Stop the Tyrants Part I

§I   Fools and Cowards on the Bench: the Casey Decision

It has been said that nothing is ever settled until it is settled right. So, not surprisingly, the Supreme Court's attempt in Roe to settle the controversy over abortion failed miserably. Rather than extinguish the fires of the abortion controversy, Roe just added fuel to the flames.

During 1992, the Supreme Court had to revisit the abortion issue. In a case named Planned Parenthood of Southeastern Pennsylvania v. Casey, the Court -- while as much as admitting that Roe v. Wade was unconstitutional in the first place -- partially overturned and partially upheld the 1973 abortion ruling. In the joint opinion that became the governing case law -- written by Sandra Day O'Connor, Anthony Kennedy, and David Souter -- it was decided that the States have a "substantial interest in potential life," and may "express profound respect for the life of the unborn." Concluding that the courts had previously gone too far in "striking down... some abortion regulations which in no real sense deprived women of the ultimate decision," they ruled that state regulations on abortion that further "legitimate interests" (interests not meant to strike at the abortion right itself) must be allowed. To allow state regulation of abortion while maintaining a legal right to abortion, these three judges invented the following standard:

Only where state regulation imposes an "undue burden" on a woman's ability to make this decision does the power of the State reach into the heart of the [abortion liberty].

Their definition of undue burden was any regulation that has "the effect of placing a substantial obstacle in the path of a woman's choice." This new "undue burden" standard was vague to say the least. The Chief Justice, William Rehnquist, predicted that this standard would do nothing to stop judges from interfering as they pleased with abortion laws. His prediction, as we all know, has come true.

Task directions:
Type out the passage on the Casey decision word for word, between "Their definition of" and "has come true.", inclusive.

(Records from a dataset)

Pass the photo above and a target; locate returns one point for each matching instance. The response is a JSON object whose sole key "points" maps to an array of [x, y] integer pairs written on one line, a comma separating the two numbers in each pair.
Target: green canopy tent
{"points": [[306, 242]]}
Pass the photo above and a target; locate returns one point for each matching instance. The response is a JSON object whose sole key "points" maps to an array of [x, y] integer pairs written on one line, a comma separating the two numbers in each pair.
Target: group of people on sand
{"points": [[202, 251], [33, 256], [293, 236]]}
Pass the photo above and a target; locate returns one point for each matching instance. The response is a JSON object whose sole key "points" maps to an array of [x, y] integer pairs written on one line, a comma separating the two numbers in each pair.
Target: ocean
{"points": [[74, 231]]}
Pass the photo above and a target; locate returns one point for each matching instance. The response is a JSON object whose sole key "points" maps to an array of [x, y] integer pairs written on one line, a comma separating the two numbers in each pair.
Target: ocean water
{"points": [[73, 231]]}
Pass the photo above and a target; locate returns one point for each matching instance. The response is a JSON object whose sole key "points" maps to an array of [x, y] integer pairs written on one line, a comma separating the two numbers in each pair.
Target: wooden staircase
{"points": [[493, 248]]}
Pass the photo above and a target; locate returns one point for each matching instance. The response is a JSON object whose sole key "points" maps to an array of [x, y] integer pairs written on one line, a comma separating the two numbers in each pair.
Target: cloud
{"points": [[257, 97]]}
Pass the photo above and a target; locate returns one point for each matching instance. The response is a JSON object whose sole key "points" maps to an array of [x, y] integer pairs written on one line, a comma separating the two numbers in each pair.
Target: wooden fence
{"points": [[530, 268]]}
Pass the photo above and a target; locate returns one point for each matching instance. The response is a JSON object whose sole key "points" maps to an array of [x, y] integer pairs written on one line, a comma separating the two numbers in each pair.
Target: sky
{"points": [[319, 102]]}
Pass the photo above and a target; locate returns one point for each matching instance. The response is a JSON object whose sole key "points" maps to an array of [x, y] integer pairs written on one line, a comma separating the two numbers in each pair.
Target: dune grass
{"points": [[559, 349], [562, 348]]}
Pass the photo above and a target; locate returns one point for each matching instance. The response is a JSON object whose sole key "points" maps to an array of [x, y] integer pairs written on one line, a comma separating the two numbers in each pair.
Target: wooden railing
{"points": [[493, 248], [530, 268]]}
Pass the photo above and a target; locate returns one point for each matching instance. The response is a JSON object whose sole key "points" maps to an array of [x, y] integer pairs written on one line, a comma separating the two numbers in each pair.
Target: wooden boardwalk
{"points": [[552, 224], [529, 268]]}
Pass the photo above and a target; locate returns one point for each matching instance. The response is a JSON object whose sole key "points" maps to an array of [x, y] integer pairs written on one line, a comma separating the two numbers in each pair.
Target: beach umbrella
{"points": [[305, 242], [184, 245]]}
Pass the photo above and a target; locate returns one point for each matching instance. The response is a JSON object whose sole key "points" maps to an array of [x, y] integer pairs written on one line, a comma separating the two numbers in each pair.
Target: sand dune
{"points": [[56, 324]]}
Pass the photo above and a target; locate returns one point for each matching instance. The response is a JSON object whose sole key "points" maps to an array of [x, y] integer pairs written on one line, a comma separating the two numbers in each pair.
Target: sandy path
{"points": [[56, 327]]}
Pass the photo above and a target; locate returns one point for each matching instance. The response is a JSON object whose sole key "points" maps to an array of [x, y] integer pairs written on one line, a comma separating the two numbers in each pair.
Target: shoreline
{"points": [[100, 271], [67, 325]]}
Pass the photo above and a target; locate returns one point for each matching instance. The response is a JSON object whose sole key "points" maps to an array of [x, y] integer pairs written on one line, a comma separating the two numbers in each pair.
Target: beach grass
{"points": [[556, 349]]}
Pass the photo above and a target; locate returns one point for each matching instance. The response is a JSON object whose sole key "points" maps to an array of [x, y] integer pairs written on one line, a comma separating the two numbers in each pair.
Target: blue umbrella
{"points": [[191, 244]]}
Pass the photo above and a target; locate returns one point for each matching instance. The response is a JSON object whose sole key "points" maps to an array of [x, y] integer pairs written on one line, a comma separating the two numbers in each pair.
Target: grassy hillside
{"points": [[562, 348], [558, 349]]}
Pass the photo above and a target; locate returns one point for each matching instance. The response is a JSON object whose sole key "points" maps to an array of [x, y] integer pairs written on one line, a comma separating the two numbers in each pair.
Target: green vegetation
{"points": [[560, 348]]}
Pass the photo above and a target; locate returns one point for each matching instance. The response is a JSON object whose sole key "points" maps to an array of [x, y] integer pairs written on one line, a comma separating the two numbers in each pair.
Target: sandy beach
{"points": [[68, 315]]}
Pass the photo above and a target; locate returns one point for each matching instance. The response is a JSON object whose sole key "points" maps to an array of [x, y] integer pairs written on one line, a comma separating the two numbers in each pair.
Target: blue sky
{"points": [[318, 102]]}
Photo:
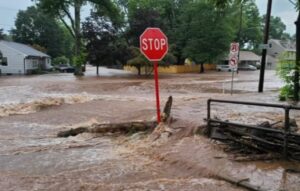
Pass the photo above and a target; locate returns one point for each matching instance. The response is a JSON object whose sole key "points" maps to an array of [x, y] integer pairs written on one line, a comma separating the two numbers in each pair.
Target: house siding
{"points": [[15, 61]]}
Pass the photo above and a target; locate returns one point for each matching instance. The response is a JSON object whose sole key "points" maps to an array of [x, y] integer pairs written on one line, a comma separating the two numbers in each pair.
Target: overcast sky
{"points": [[281, 8]]}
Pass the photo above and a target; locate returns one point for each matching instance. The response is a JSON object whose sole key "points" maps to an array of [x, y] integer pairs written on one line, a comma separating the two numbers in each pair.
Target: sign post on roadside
{"points": [[234, 59], [154, 45]]}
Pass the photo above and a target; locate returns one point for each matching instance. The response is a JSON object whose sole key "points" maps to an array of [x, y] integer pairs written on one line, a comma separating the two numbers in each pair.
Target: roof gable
{"points": [[27, 50]]}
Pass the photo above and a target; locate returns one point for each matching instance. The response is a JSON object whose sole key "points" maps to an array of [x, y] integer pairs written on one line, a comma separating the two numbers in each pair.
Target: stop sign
{"points": [[154, 44]]}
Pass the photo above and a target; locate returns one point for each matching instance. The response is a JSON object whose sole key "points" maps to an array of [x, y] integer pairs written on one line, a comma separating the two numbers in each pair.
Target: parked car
{"points": [[64, 68], [247, 67], [225, 68]]}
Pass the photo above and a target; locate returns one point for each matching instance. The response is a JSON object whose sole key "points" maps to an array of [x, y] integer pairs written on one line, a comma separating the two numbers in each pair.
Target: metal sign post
{"points": [[154, 45], [233, 60]]}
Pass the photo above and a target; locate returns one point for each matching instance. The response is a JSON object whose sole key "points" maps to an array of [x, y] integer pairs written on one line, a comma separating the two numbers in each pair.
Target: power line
{"points": [[9, 9]]}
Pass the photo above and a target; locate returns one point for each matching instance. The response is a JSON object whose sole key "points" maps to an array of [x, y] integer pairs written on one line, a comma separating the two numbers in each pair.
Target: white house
{"points": [[17, 58], [276, 48], [245, 58]]}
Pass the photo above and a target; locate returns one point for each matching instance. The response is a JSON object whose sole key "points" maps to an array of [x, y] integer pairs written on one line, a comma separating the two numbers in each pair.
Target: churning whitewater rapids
{"points": [[34, 109]]}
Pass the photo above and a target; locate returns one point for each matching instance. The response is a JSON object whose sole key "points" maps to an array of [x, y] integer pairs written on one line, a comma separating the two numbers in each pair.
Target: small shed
{"points": [[17, 58], [246, 58]]}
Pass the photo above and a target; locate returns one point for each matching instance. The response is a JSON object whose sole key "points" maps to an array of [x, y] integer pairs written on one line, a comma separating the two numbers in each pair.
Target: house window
{"points": [[4, 61]]}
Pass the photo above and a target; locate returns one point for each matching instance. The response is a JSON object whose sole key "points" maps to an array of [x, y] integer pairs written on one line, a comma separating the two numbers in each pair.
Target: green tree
{"points": [[277, 27], [103, 43], [33, 27], [204, 32], [62, 9], [249, 32]]}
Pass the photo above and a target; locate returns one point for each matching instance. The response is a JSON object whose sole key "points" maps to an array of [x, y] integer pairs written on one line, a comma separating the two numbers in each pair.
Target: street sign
{"points": [[154, 44], [233, 62], [234, 53], [234, 48]]}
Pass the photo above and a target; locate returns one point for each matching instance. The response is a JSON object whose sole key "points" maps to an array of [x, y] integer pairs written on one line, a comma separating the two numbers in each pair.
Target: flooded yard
{"points": [[34, 109]]}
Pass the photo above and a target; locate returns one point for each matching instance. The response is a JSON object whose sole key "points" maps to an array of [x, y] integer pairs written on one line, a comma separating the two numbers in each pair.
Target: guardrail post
{"points": [[286, 131]]}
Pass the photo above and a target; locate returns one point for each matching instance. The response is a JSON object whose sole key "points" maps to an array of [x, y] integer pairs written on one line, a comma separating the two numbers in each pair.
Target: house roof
{"points": [[247, 56], [25, 49], [288, 45]]}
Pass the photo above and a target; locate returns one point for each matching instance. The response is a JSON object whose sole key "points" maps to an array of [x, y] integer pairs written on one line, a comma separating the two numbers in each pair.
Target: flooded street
{"points": [[34, 109]]}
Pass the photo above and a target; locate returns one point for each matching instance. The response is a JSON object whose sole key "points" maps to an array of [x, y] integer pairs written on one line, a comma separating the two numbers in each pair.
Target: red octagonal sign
{"points": [[154, 44]]}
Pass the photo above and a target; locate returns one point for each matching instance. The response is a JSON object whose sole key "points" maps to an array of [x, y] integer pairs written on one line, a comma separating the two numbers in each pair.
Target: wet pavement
{"points": [[34, 109]]}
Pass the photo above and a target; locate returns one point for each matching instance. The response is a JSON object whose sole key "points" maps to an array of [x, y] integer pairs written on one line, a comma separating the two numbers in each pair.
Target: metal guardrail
{"points": [[286, 132]]}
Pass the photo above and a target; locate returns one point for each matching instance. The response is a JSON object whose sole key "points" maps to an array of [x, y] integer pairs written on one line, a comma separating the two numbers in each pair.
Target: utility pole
{"points": [[297, 65], [264, 52]]}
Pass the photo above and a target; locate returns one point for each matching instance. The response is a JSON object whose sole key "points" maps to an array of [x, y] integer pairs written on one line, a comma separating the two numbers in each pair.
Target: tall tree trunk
{"points": [[297, 66], [264, 52], [202, 68], [77, 7], [139, 69]]}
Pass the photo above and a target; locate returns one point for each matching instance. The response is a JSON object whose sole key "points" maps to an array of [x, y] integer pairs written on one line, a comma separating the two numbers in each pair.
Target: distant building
{"points": [[17, 58], [276, 49], [246, 58]]}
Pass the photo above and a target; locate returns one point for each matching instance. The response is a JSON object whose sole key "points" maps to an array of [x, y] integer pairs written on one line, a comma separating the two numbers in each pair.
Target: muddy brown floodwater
{"points": [[34, 109]]}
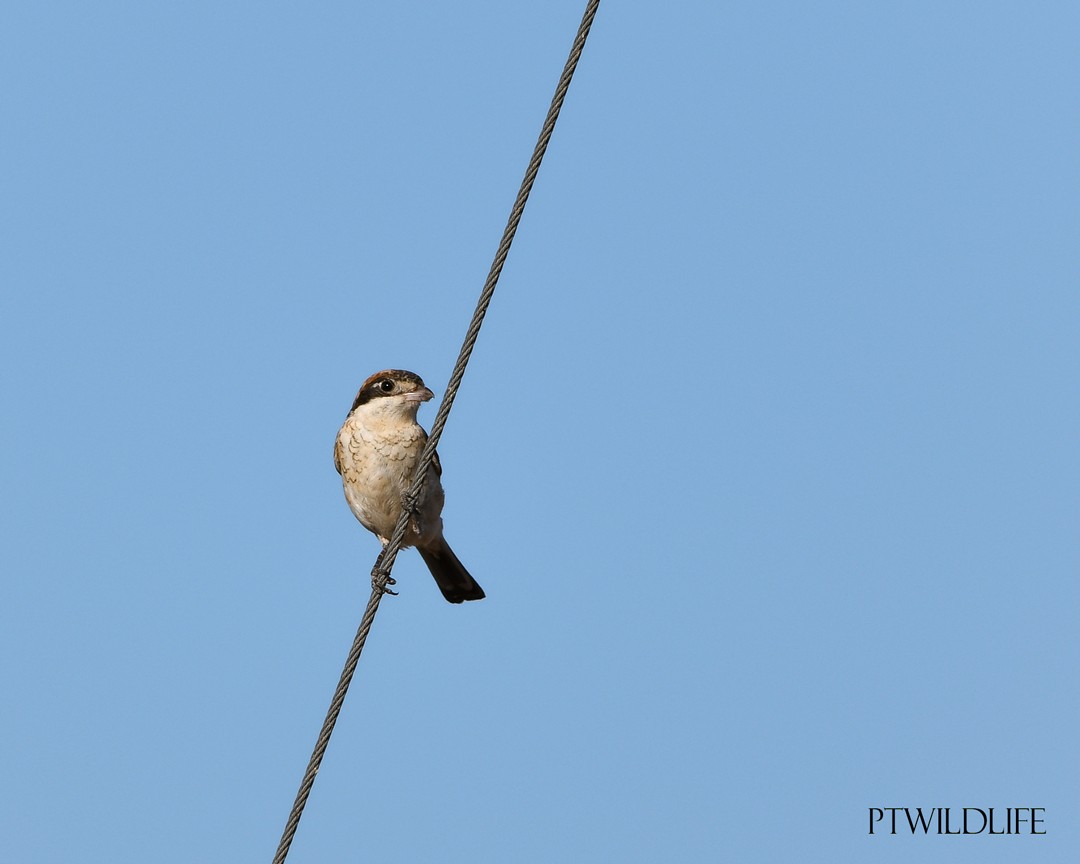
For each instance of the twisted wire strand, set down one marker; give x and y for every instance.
(383, 565)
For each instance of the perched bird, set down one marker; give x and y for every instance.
(376, 454)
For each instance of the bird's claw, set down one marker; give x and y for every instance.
(382, 581)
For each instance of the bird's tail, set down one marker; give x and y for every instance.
(454, 580)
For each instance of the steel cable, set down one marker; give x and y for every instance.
(383, 565)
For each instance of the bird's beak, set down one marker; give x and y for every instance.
(419, 395)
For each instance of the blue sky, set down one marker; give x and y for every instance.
(767, 456)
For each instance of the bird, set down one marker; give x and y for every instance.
(376, 453)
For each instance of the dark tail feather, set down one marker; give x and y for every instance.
(454, 580)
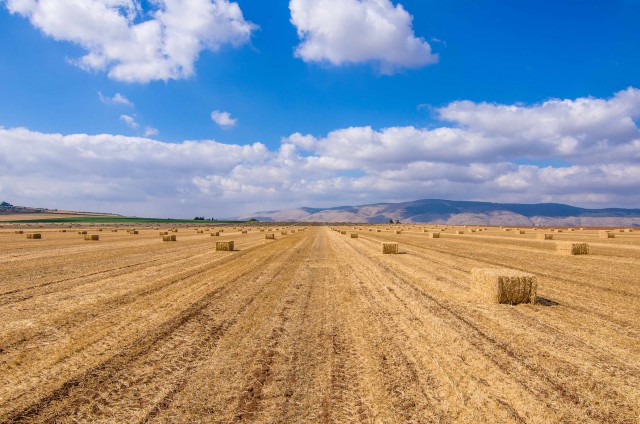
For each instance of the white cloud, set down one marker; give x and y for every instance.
(150, 131)
(134, 44)
(130, 121)
(117, 99)
(478, 158)
(223, 119)
(358, 31)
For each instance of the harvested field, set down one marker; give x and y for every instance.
(316, 327)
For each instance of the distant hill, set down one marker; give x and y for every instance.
(460, 212)
(9, 211)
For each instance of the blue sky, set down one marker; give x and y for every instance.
(301, 117)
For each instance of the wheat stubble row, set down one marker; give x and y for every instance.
(317, 327)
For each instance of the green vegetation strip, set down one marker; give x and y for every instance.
(112, 219)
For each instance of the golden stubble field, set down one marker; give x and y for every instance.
(315, 326)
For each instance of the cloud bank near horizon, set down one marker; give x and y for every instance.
(584, 151)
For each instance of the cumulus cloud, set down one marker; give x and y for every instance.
(117, 99)
(478, 157)
(134, 43)
(223, 119)
(130, 121)
(150, 131)
(358, 31)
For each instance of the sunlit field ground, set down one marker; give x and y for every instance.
(315, 326)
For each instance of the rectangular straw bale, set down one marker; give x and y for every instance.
(573, 248)
(503, 285)
(390, 248)
(224, 246)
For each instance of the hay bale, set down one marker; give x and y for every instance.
(390, 248)
(572, 248)
(224, 246)
(503, 286)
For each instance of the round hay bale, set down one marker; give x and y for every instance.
(503, 286)
(390, 248)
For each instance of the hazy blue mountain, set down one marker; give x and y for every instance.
(459, 212)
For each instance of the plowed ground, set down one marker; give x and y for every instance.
(314, 326)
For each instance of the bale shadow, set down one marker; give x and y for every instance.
(545, 302)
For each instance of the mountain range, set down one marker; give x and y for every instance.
(459, 212)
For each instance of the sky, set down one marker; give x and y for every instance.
(219, 108)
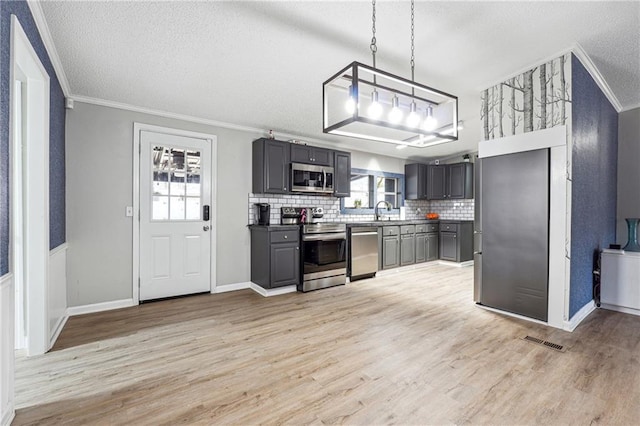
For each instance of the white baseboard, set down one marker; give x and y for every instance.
(622, 309)
(8, 415)
(99, 307)
(268, 292)
(511, 314)
(580, 316)
(57, 330)
(231, 287)
(455, 264)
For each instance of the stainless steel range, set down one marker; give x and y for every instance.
(324, 256)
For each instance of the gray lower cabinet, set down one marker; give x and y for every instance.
(427, 242)
(448, 246)
(432, 243)
(275, 256)
(390, 247)
(456, 241)
(407, 245)
(421, 247)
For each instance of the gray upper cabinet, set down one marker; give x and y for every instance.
(436, 182)
(342, 174)
(450, 181)
(460, 180)
(311, 155)
(270, 166)
(415, 181)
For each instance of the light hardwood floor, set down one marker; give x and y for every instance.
(406, 348)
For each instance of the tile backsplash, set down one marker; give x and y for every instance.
(414, 209)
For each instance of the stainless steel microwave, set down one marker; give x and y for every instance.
(311, 178)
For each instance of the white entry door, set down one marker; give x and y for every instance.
(175, 215)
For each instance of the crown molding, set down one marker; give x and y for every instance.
(222, 124)
(597, 77)
(630, 107)
(176, 116)
(585, 60)
(45, 35)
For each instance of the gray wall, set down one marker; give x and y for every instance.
(99, 186)
(628, 170)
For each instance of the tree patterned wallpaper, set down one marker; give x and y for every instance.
(536, 99)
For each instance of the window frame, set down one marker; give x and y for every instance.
(374, 193)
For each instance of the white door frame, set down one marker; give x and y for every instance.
(34, 271)
(137, 129)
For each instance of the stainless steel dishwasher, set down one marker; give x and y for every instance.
(364, 252)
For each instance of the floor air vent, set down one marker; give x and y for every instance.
(545, 343)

Output:
Their definition of undue burden was any regulation that has "the effect of placing a substantial obstacle in the path of a woman's choice." This new "undue burden" standard was vague to say the least. The Chief Justice, William Rehnquist, predicted that this standard would do nothing to stop judges from interfering as they pleased with abortion laws. His prediction, as we all know, has come true.